Task to carry out:
Format every line of the data below as a Markdown table with the columns Num and Content, giving each line a row number and skipping blank lines. Which pictures should be left out of the table? All of them.

(Point labeling data)

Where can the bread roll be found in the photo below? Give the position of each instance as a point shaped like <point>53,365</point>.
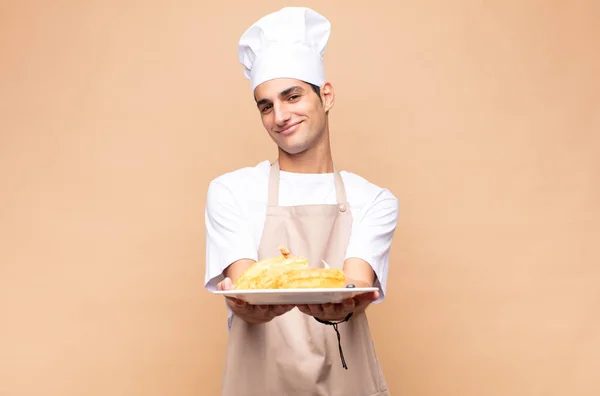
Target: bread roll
<point>313,278</point>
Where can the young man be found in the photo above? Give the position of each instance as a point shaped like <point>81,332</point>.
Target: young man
<point>303,202</point>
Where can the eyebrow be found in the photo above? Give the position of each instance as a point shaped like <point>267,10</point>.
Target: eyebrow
<point>285,92</point>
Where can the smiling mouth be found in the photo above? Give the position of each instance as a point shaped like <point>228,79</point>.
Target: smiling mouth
<point>289,129</point>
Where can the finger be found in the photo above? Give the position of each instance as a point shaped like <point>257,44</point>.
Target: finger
<point>316,309</point>
<point>304,309</point>
<point>263,310</point>
<point>278,310</point>
<point>367,297</point>
<point>225,284</point>
<point>349,305</point>
<point>331,310</point>
<point>237,305</point>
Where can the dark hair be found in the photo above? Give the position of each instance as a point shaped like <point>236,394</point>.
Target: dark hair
<point>317,90</point>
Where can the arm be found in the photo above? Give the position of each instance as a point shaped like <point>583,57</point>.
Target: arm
<point>230,244</point>
<point>230,250</point>
<point>367,258</point>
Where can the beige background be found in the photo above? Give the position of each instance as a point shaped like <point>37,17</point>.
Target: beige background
<point>482,117</point>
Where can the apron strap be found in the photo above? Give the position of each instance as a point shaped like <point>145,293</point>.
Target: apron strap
<point>273,199</point>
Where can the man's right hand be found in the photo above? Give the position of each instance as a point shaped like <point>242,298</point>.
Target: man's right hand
<point>255,314</point>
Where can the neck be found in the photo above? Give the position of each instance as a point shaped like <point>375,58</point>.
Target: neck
<point>317,159</point>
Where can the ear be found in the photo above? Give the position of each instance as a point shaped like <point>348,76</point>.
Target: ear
<point>327,96</point>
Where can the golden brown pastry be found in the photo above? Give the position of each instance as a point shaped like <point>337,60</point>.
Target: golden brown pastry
<point>287,272</point>
<point>265,274</point>
<point>313,278</point>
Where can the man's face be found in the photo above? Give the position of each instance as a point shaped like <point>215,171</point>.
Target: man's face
<point>292,113</point>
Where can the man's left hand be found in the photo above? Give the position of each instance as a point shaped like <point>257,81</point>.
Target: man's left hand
<point>337,312</point>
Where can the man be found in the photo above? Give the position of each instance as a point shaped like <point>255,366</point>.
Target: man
<point>303,202</point>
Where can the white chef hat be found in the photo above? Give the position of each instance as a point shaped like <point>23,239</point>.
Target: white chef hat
<point>289,43</point>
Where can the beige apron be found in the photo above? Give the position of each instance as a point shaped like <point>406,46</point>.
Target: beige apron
<point>294,354</point>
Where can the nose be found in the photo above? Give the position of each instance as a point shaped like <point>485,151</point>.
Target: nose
<point>282,114</point>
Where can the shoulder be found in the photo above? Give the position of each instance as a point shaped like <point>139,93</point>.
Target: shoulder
<point>240,181</point>
<point>365,195</point>
<point>243,176</point>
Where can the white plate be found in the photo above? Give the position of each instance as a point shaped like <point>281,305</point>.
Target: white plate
<point>295,296</point>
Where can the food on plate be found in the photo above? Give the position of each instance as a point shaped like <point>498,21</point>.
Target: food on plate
<point>288,272</point>
<point>313,278</point>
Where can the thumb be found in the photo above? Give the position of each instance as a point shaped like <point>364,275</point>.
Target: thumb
<point>225,284</point>
<point>370,297</point>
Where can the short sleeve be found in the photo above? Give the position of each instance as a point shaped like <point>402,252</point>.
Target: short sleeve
<point>228,234</point>
<point>372,234</point>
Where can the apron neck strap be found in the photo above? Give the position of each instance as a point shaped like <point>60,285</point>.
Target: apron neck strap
<point>340,191</point>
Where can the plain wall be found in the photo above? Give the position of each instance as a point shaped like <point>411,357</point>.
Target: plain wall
<point>481,117</point>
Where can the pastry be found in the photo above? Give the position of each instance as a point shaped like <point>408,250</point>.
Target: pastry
<point>288,272</point>
<point>313,278</point>
<point>265,274</point>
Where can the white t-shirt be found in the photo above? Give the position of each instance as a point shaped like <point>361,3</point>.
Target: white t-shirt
<point>236,207</point>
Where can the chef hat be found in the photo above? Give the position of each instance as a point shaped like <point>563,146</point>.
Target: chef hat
<point>289,43</point>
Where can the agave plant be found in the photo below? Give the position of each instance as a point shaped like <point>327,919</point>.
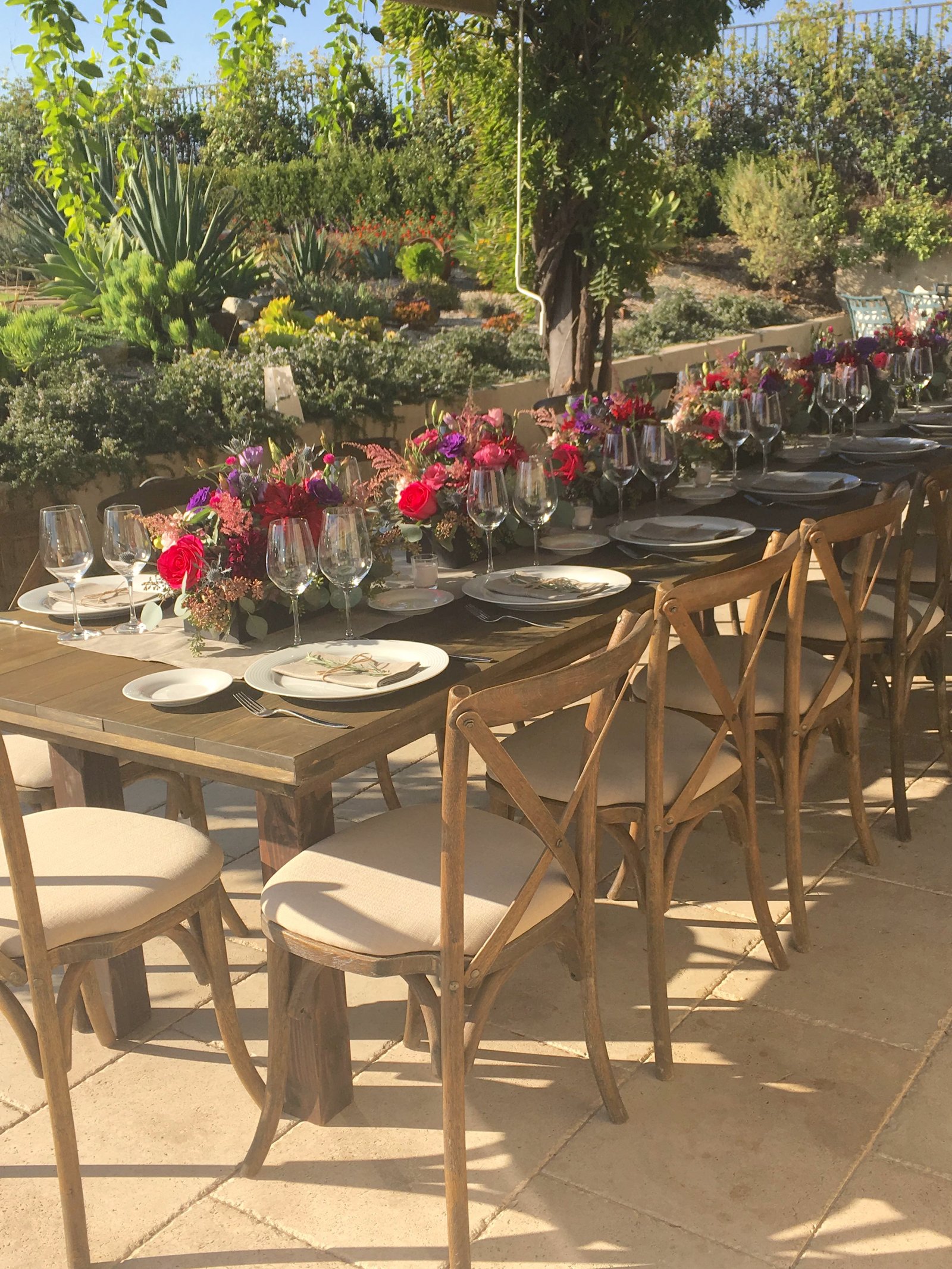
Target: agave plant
<point>306,253</point>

Answer to the task:
| Num | Content |
|---|---|
| 1 | Where can the bread roll be found in the photo below? Give the position of each instance as a point shaped like <point>53,365</point>. |
| 2 | Target: bread roll |
| 3 | <point>313,278</point> |
| 4 | Where can the young man be found in the photo above? Give the position of each instance as a point shaped like <point>81,332</point>. |
| 5 | Target: young man |
| 6 | <point>303,202</point> |
| 7 | Where can the eyebrow be found in the photo above? Give the position of each instance as a point shaped like <point>267,10</point>. |
| 8 | Target: eyebrow |
| 9 | <point>285,92</point> |
| 10 | Where can the smiling mouth be found in the photo above? Give the position of each instance as a point shaped like <point>228,79</point>. |
| 11 | Target: smiling mouth |
| 12 | <point>289,129</point> |
| 13 | Where can the finger be found in the photo above? Give the position of each instance as a point shaped like <point>257,44</point>. |
| 14 | Target: finger |
| 15 | <point>316,309</point> |
| 16 | <point>304,309</point> |
| 17 | <point>263,310</point> |
| 18 | <point>278,310</point> |
| 19 | <point>367,297</point> |
| 20 | <point>225,284</point> |
| 21 | <point>349,305</point> |
| 22 | <point>331,310</point> |
| 23 | <point>237,305</point> |
| 24 | Where can the dark hair be found in the photo above? Give the position of each instance as a point shaped like <point>236,394</point>. |
| 25 | Target: dark hair |
| 26 | <point>317,90</point> |
| 27 | Where can the arm be found in the photo above? Give the position of each instance as a point shaped like <point>583,57</point>. |
| 28 | Target: arm |
| 29 | <point>230,244</point> |
| 30 | <point>230,250</point> |
| 31 | <point>367,258</point> |
| 32 | Where can the beige background be found in the photo above? Give the position of each instance as a point shaped like <point>37,17</point>. |
| 33 | Target: beige background |
| 34 | <point>482,117</point> |
| 35 | Where can the apron strap be found in the photo above? Give the position of each instance as a point shaped like <point>145,293</point>. |
| 36 | Target: apron strap |
| 37 | <point>273,199</point> |
| 38 | Where can the man's right hand be found in the photo above? Give the position of each instance as a point shaped like <point>242,298</point>. |
| 39 | Target: man's right hand |
| 40 | <point>255,314</point> |
| 41 | Where can the neck be found in the photo above? Give the position of each instance as a point shaped like <point>375,58</point>. |
| 42 | Target: neck |
| 43 | <point>317,159</point> |
| 44 | Where can the ear be found in the photo above? Give the position of each instance as a point shaped like <point>348,76</point>. |
| 45 | Target: ear |
| 46 | <point>327,96</point> |
| 47 | Where can the golden brown pastry be found in the photo above? Give the position of each instance as a point shaped like <point>337,60</point>. |
| 48 | Target: golden brown pastry |
| 49 | <point>287,272</point> |
| 50 | <point>265,274</point> |
| 51 | <point>313,278</point> |
| 52 | Where can the man's face be found in the photo above? Give the position of each instance as a point shaped like <point>215,171</point>. |
| 53 | Target: man's face |
| 54 | <point>292,113</point> |
| 55 | Where can the man's left hand be found in the photo above? Give the position of each instance as a point shaped like <point>257,81</point>. |
| 56 | Target: man's left hand |
| 57 | <point>337,312</point> |
| 58 | Where can the man be found in the photo above? Give the position of each instance as a point shaped like <point>255,366</point>. |
| 59 | Target: man |
| 60 | <point>303,202</point> |
| 61 | Where can the white chef hat be found in the photo above? Give the position of each instance as a point shaped like <point>23,239</point>. |
| 62 | Target: white chef hat |
| 63 | <point>289,43</point> |
| 64 | Where can the beige apron be found in the photo above? Give the position of each instance as a point shaped like <point>406,46</point>. |
| 65 | Target: beige apron |
| 66 | <point>294,354</point> |
| 67 | Where can the nose be found in the photo above? Give the position of each instance as a point shaped like <point>485,151</point>. |
| 68 | Target: nose |
| 69 | <point>282,114</point> |
| 70 | Where can the shoulder be found in the photo above? Give the position of each instance as a point shaped like <point>139,93</point>. |
| 71 | Target: shoulder |
| 72 | <point>240,181</point> |
| 73 | <point>365,195</point> |
| 74 | <point>243,176</point> |
| 75 | Where can the white plate be found in the photo above? Give the position of each instance as a point shaped like <point>281,305</point>. |
| 76 | Target: white plate |
| 77 | <point>295,296</point> |
| 78 | Where can the food on plate be found in the photo above? Give the position of each instance as a point shaped like <point>498,21</point>. |
| 79 | Target: food on plate |
| 80 | <point>288,272</point> |
| 81 | <point>313,278</point> |
| 82 | Where can the thumb be found in the photo above? Give the position of each instance as a point shaped like <point>364,275</point>. |
| 83 | Target: thumb |
| 84 | <point>225,284</point> |
| 85 | <point>370,297</point> |
| 86 | Where can the short sleeve be found in the photo above? Give the position of each instance as a point shaped like <point>402,252</point>. |
| 87 | Target: short sleeve |
| 88 | <point>228,234</point> |
| 89 | <point>372,234</point> |
| 90 | Where can the apron neck strap be found in the photo above? Give the position of each instance as a point shaped like <point>60,285</point>. |
| 91 | Target: apron neck strap |
| 92 | <point>340,191</point> |
| 93 | Where can the plain wall be found in the photo above? Give the position of each instance as a point shaped like <point>411,357</point>. |
| 94 | Target: plain wall |
| 95 | <point>481,117</point> |
| 96 | Where can the pastry be found in the photo above? Give the position of each instance as a point shaped like <point>408,250</point>. |
| 97 | Target: pastry |
| 98 | <point>288,272</point> |
| 99 | <point>313,278</point> |
| 100 | <point>265,274</point> |
| 101 | Where can the white t-shirt be found in the photo above? Give the position of each instance as a point shaped like <point>361,3</point>. |
| 102 | Target: white t-shirt |
| 103 | <point>236,207</point> |
| 104 | Where can the chef hat be found in the photo above? Give the position of each instance as a point shaped like <point>563,146</point>. |
| 105 | Target: chef hat |
| 106 | <point>289,43</point> |
| 107 | Where can the agave plant be found in the photo below? Give the position of each instance as a point shaped like <point>327,919</point>. |
| 108 | Target: agave plant |
| 109 | <point>306,253</point> |